• _Task to carry out_
Would you write out every record that follows exactly, with the pictures left out?

• _Input for this task_
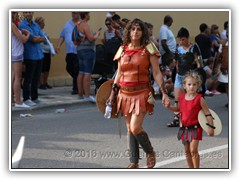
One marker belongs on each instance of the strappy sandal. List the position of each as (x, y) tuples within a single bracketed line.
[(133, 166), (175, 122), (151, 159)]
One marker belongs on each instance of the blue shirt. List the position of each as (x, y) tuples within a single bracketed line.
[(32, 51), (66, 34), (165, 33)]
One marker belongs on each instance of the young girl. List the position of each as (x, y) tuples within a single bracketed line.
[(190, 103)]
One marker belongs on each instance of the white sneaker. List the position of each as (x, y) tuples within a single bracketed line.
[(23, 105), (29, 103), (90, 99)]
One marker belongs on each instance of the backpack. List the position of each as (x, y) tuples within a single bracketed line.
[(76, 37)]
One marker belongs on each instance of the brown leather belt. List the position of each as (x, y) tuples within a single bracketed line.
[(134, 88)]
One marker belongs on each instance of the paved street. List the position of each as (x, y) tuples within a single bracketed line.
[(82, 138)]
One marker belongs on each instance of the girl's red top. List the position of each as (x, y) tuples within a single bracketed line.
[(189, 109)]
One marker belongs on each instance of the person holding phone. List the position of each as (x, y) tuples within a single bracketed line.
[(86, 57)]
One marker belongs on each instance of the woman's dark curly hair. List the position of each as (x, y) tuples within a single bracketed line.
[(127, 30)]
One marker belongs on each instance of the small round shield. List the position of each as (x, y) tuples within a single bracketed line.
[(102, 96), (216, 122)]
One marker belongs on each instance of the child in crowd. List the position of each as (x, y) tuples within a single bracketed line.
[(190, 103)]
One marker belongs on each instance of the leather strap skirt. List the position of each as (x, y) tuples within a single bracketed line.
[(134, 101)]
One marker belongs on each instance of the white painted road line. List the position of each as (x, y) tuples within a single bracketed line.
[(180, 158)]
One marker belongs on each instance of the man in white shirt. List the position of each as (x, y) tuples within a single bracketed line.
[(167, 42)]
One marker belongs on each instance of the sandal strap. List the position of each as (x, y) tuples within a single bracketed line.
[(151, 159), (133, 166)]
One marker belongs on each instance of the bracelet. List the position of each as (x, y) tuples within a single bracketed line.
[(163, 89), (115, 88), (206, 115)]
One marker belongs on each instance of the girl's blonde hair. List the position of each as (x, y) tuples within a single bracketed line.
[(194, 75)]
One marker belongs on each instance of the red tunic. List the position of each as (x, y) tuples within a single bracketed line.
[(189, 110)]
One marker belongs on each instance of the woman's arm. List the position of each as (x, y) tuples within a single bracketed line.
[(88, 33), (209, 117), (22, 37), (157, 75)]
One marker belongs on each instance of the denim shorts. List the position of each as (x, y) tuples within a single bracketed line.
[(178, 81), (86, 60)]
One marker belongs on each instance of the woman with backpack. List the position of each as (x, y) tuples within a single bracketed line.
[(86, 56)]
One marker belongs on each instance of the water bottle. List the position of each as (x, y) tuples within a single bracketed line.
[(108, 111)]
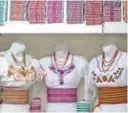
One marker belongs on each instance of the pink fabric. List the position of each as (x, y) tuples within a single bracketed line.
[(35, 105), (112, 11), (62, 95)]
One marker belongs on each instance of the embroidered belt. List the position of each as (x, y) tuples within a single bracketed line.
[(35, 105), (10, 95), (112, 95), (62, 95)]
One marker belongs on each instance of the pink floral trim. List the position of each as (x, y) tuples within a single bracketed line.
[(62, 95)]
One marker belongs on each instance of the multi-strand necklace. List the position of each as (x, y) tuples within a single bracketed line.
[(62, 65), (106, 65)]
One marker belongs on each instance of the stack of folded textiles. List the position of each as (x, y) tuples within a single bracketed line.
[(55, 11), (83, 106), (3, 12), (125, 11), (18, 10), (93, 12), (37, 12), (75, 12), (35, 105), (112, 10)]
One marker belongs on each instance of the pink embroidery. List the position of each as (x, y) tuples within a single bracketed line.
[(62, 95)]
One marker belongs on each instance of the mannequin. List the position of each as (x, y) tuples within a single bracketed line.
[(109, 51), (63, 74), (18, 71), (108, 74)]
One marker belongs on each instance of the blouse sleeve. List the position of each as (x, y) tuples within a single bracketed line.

• _Exercise solution_
One marker belongs on each instance of the strappy sandal. List the position of each as (x, y) tuples within a single bracketed line.
[(133, 166), (175, 122), (151, 159)]
One marker belongs on each instance of the blue shirt. List the position of each as (x, y) tuples within a single bracketed line.
[(32, 51), (66, 34), (165, 33)]
One marker belongs on each instance of the young girl. List the position of each as (x, y) tuples within a single bracketed line.
[(190, 103)]
One marker belongs on each instance of the white sneaker. List the position of each as (x, y) tuples within a single bracketed line.
[(23, 105), (29, 103), (90, 99)]
One marker belongs on each instance of the backpack. List the position of each as (x, y) tuples within a single bracketed line.
[(76, 37)]
One marker belongs on each instance of the brown leather belt. List the position of each as (x, y) tuples within a single bracketed line.
[(134, 88)]
One marker belongs on each instance of the paved street. List the position of each as (x, y) tuples within a single bracketed line.
[(82, 138)]
One marker belongs on each instance of the girl's red top. List the position of each as (x, y) tuples within a single bracketed line.
[(189, 109)]
One marker belongs on each instance of the person holding phone. List the position of each as (x, y) tuples within a single bracketed line.
[(86, 57)]
One marker belongs on each instance of the woman's dark curly hair. List the position of each as (x, y) tuples within a single bracketed line.
[(127, 30)]
One marker belongs on each instance of the small round shield. List the position of each as (x, y) tuples within a single bracketed line.
[(102, 96), (216, 122)]
One marker belongs on each instance of the child in crowd. List the position of each as (x, y) tuples within a single bracketed line.
[(190, 103)]
One marker belongs on each instance of the leather strap skirt. List the position of each as (x, y) tuples within a single bracketed line.
[(134, 101)]
One marker belongs on each instance of the white painted road line. List the position of each as (x, y) tuples within a single bracketed line.
[(180, 158)]
One marker belongs on each instance of the man in white shirt. List the position of each as (x, y) tuples within a single bracketed line.
[(167, 42)]
One marker belongs on each instance of the sandal strap. List the position of each as (x, y) tuples within a single bracketed line.
[(151, 159), (133, 166)]
One marker belongs on each instance of the bracelet. List the position of each as (x, y) tuples within a single bracketed line.
[(163, 89), (115, 88), (206, 115)]
One marker belongs on each instance of the girl's blonde hair. List the position of each as (x, y) tuples within a single bracketed line.
[(194, 75)]
One marker belongs on each instance of the red tunic. List the position of each as (x, y) tuples within a single bracketed line.
[(189, 110)]
One marker belongs on each instance of the woman's arm. List the position of each as (x, y) tuples within a single bracketed line.
[(88, 33), (209, 117), (22, 37), (157, 75)]
One marker belongs on each instance of the denim shorts. List the position of each as (x, y) tuples within a single bracketed line.
[(178, 81), (86, 60)]
One marker belongs on each instance of the woman with backpack. List the position of each as (x, y) tuples within a single bracketed line.
[(86, 56)]
One marker belongs on each instance of the water bottle. List the position of each as (x, y) tuples within a single bracketed line.
[(108, 111)]
One marker belongs on each instance of the pink fabric. List the position of each as (x, y) tuples within a single bracketed line.
[(35, 105), (112, 11), (62, 95)]
One marker belongs on each instance of the embroidered belt. List the position of each as (x, y) tuples within a single bracketed line.
[(35, 105), (10, 95), (112, 95), (62, 95)]
One marker belongs on each instance of the pink floral trim. List the position of each as (x, y) tuples within a single bracketed line.
[(62, 95)]
One marker belongs on each instance of the multi-strand necklace. List the position of each as (x, y) tuples within a single bracketed line.
[(62, 65), (106, 65)]
One marker belongs on each instance of the stack of folded textiles. List the position of each as (x, y) tuples within a single bracketed line.
[(55, 11), (83, 106), (3, 12), (125, 11), (18, 10), (93, 12), (37, 12), (75, 12), (35, 105), (112, 10)]
One marker belongs on each instance of the pink embroidery. List the position of each as (x, y) tuples within a single bracketed line.
[(62, 95)]
One marker belongs on each instance of the mannequin. List the position of each as (x, y) tuples within a single bracketed line.
[(109, 51), (63, 74), (18, 71), (108, 74)]
One marker belongs on each instance of the blouse sleeve. List the position of each as (x, y) tuples within a single bracketed line.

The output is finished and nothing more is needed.